■ Task to complete ■
Leave the pictures out. Return all other data exactly.

■ Supplied records ■
__________

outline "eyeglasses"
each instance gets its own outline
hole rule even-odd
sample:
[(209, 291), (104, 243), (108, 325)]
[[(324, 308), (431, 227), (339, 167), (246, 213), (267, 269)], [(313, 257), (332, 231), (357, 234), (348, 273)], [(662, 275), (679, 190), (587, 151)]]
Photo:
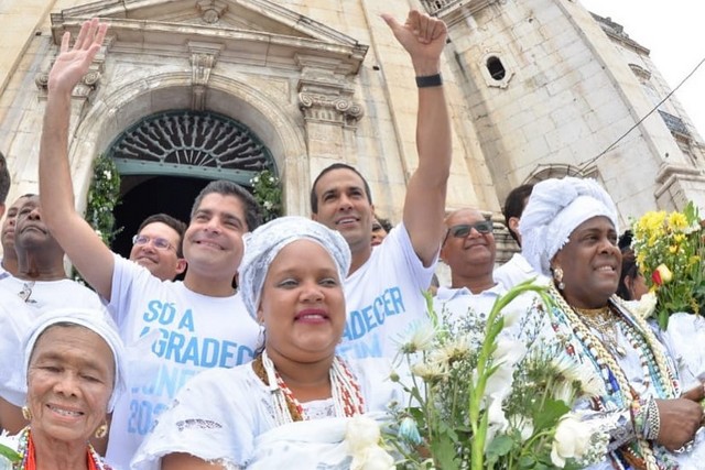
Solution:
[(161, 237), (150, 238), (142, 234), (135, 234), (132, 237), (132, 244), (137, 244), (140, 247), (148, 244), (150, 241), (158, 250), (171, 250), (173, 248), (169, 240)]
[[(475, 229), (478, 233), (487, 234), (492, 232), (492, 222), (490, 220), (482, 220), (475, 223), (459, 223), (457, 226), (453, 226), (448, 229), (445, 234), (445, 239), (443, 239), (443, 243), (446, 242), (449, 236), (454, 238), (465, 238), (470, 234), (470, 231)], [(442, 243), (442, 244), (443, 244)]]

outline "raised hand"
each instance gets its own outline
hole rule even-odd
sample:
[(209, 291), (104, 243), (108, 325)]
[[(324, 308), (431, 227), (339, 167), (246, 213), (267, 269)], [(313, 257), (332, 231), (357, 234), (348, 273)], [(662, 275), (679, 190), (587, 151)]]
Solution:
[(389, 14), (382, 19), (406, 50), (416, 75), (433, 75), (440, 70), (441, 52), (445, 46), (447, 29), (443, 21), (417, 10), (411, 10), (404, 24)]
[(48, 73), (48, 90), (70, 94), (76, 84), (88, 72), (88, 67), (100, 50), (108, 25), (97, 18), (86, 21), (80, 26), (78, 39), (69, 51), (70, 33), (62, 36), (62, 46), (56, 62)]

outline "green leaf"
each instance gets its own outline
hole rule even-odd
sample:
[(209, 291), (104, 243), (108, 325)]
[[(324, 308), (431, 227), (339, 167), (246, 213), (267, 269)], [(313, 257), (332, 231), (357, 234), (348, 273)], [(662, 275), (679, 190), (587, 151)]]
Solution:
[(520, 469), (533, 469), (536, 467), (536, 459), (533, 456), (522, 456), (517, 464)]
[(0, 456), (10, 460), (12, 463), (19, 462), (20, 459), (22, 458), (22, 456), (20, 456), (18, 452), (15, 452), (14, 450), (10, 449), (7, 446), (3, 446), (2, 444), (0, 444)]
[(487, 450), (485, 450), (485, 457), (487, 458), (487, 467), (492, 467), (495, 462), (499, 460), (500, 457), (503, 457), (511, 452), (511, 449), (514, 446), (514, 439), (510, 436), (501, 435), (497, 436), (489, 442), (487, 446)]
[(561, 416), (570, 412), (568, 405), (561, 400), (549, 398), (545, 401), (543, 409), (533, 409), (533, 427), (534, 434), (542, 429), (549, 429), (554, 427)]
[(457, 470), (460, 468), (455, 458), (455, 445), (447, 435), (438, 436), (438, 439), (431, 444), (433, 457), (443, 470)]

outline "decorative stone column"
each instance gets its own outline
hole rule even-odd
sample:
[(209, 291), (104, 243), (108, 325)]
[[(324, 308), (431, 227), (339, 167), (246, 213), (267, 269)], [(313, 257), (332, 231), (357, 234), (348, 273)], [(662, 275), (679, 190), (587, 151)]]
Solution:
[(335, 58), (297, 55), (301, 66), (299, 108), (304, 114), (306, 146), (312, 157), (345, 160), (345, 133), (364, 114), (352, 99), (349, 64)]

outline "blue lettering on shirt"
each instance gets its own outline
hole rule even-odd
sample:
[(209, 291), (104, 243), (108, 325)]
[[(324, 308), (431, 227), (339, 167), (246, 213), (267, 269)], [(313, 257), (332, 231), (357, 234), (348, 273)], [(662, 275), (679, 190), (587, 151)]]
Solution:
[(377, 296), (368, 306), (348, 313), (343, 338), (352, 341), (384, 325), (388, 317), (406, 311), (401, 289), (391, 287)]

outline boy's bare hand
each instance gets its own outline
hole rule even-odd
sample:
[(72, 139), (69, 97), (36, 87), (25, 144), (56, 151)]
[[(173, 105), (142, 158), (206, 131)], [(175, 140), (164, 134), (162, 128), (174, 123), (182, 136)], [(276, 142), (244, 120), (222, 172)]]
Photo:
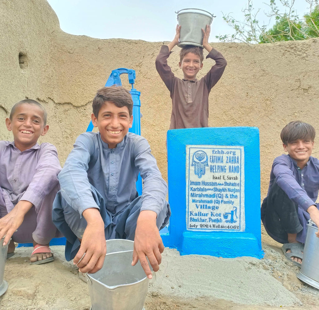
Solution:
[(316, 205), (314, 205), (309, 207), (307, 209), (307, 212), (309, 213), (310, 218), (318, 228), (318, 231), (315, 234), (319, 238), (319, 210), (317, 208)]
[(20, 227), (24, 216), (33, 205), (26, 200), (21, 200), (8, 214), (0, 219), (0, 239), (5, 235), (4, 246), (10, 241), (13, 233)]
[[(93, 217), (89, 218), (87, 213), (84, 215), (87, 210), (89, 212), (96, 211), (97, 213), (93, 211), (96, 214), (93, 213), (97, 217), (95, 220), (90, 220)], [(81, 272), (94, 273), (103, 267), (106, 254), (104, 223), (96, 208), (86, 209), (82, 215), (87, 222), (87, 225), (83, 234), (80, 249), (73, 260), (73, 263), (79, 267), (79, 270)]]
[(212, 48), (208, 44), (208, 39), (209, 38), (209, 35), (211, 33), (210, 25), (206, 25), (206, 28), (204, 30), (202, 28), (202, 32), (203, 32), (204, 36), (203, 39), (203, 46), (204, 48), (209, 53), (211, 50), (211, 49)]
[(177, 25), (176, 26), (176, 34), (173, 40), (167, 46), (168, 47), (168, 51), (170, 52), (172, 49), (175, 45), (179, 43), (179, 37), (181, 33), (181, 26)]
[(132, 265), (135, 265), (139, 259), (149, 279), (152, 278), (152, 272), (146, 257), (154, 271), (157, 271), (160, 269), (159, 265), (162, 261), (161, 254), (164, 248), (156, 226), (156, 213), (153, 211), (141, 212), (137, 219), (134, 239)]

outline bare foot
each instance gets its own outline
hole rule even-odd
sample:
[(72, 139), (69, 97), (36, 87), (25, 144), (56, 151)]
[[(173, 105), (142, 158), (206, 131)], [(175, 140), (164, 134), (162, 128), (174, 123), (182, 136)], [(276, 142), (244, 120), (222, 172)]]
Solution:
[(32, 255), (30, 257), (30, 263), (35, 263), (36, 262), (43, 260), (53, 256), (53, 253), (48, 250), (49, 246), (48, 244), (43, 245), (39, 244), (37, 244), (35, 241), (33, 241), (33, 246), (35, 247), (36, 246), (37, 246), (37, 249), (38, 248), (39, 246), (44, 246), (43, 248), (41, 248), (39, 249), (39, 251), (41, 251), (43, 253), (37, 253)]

__________

■ Output of the exercise ■
outline "eyeglasses"
each instance gets its own outline
hole rule even-odd
sample:
[(209, 291), (104, 243), (108, 325)]
[[(324, 308), (431, 227), (339, 167), (246, 213), (267, 269)], [(313, 257), (332, 231), (357, 234), (348, 273)], [(662, 275), (679, 190), (587, 151)]]
Photo:
Solution:
[(161, 237), (150, 238), (142, 234), (135, 234), (132, 237), (132, 244), (137, 244), (140, 247), (148, 244), (150, 241), (158, 250), (171, 250), (173, 248), (169, 240)]
[[(475, 229), (478, 233), (487, 234), (492, 232), (492, 222), (490, 220), (482, 220), (475, 223), (459, 223), (457, 226), (453, 226), (448, 229), (445, 234), (445, 239), (443, 239), (443, 243), (446, 242), (449, 236), (454, 238), (465, 238), (470, 234), (470, 231)], [(442, 243), (442, 244), (443, 244)]]

outline "raised hand"
each instance gets its own outline
hole rule even-odd
sample:
[(209, 291), (104, 243), (108, 325)]
[[(324, 308), (431, 227), (339, 167), (246, 213), (267, 269)], [(313, 257), (332, 231), (357, 234), (348, 273)], [(662, 275), (679, 190), (587, 151)]]
Solution:
[(389, 14), (382, 19), (406, 50), (416, 75), (433, 75), (440, 70), (441, 52), (445, 46), (447, 29), (443, 21), (417, 10), (411, 10), (404, 24)]
[(48, 73), (48, 90), (70, 94), (76, 84), (88, 72), (88, 67), (100, 50), (108, 25), (97, 18), (86, 21), (80, 26), (78, 39), (69, 51), (70, 33), (62, 36), (62, 46), (56, 62)]

outline "green leaf"
each instance gets its own outline
hole rule even-odd
sample:
[(209, 291), (104, 243), (108, 325)]
[[(324, 308), (431, 227), (339, 167), (246, 213), (267, 269)], [(313, 257), (332, 231), (357, 234), (348, 273)], [(662, 275), (679, 190), (587, 151)]]
Solution:
[(520, 469), (533, 469), (536, 467), (536, 459), (533, 456), (522, 456), (517, 464)]
[(0, 456), (10, 460), (12, 463), (19, 462), (20, 459), (22, 458), (22, 456), (20, 456), (18, 452), (15, 452), (14, 450), (10, 449), (7, 446), (3, 446), (2, 444), (0, 444)]
[(487, 450), (485, 450), (485, 457), (487, 458), (487, 467), (492, 467), (495, 462), (499, 460), (500, 457), (503, 457), (511, 452), (511, 449), (514, 446), (514, 439), (510, 436), (501, 435), (497, 436), (489, 442), (487, 446)]
[(561, 416), (570, 412), (568, 405), (561, 400), (549, 398), (545, 401), (543, 409), (533, 409), (533, 427), (534, 434), (542, 429), (549, 429), (554, 427)]
[(457, 470), (460, 468), (455, 458), (455, 445), (447, 435), (438, 436), (438, 439), (431, 444), (433, 457), (443, 470)]

outline "decorative stone column"
each instance gets its own outline
hole rule even-odd
sample:
[(209, 291), (104, 243), (108, 325)]
[[(324, 308), (431, 227), (339, 167), (246, 213), (267, 269)], [(313, 257), (332, 231), (357, 234), (348, 273)], [(662, 275), (679, 190), (587, 151)]]
Solution:
[(335, 58), (297, 55), (301, 66), (299, 108), (304, 114), (306, 146), (312, 157), (345, 160), (345, 133), (364, 114), (352, 99), (349, 64)]

outline "blue lettering on shirt"
each instance gets its own outline
hole rule even-odd
sample:
[(209, 291), (104, 243), (108, 325)]
[[(324, 308), (431, 227), (339, 167), (246, 213), (267, 269)], [(313, 257), (332, 231), (357, 234), (348, 273)], [(662, 275), (679, 190), (587, 151)]]
Solution:
[(377, 296), (368, 306), (348, 313), (343, 338), (352, 341), (384, 325), (388, 317), (406, 311), (401, 289), (391, 287)]

outline boy's bare hand
each instance gets its own outline
hole rule even-odd
sample:
[(72, 139), (69, 97), (36, 87), (25, 144), (56, 151)]
[[(173, 105), (142, 158), (206, 131)], [(175, 140), (164, 134), (162, 128), (174, 123), (182, 136)], [(276, 142), (244, 120), (222, 172)]]
Photo:
Solution:
[(316, 205), (314, 205), (309, 207), (307, 209), (307, 212), (309, 213), (310, 218), (318, 228), (318, 231), (315, 234), (319, 238), (319, 210), (317, 208)]
[(20, 227), (24, 216), (33, 205), (26, 200), (21, 200), (8, 214), (0, 219), (0, 239), (5, 235), (4, 246), (10, 241), (13, 233)]
[[(93, 217), (89, 218), (87, 213), (84, 215), (87, 210), (89, 212), (96, 211), (97, 213), (93, 211), (96, 214), (93, 213), (97, 217), (95, 220), (90, 220)], [(81, 272), (94, 273), (103, 267), (106, 254), (104, 223), (96, 208), (86, 209), (82, 215), (87, 222), (87, 225), (83, 234), (80, 249), (73, 260), (73, 263), (79, 267), (79, 270)]]
[(212, 48), (208, 44), (208, 39), (209, 38), (209, 35), (211, 33), (210, 25), (206, 25), (206, 28), (204, 30), (202, 28), (202, 32), (203, 32), (204, 36), (203, 39), (203, 46), (204, 48), (209, 53), (211, 50), (211, 49)]
[(177, 25), (176, 26), (176, 34), (173, 40), (167, 46), (168, 47), (168, 51), (170, 52), (172, 49), (175, 45), (179, 43), (179, 37), (181, 33), (181, 26)]
[(132, 265), (135, 265), (139, 259), (149, 279), (152, 278), (152, 272), (146, 257), (154, 271), (157, 271), (160, 269), (159, 265), (162, 261), (161, 254), (164, 248), (156, 226), (156, 213), (153, 211), (141, 212), (137, 219), (134, 239)]

outline bare foot
each instance gets its own outline
hole rule even-odd
sample:
[(72, 139), (69, 97), (36, 87), (25, 144), (56, 151)]
[[(173, 105), (142, 158), (206, 131)], [(175, 140), (164, 134), (162, 128), (174, 123), (182, 136)], [(276, 142), (244, 120), (222, 172)]]
Solution:
[(32, 255), (30, 257), (30, 263), (35, 263), (36, 262), (43, 260), (53, 256), (53, 253), (48, 250), (49, 246), (48, 244), (43, 245), (39, 244), (37, 244), (35, 241), (33, 241), (33, 246), (35, 247), (36, 246), (37, 246), (37, 249), (38, 248), (39, 246), (44, 246), (43, 248), (41, 248), (39, 249), (39, 251), (41, 251), (43, 253), (37, 253)]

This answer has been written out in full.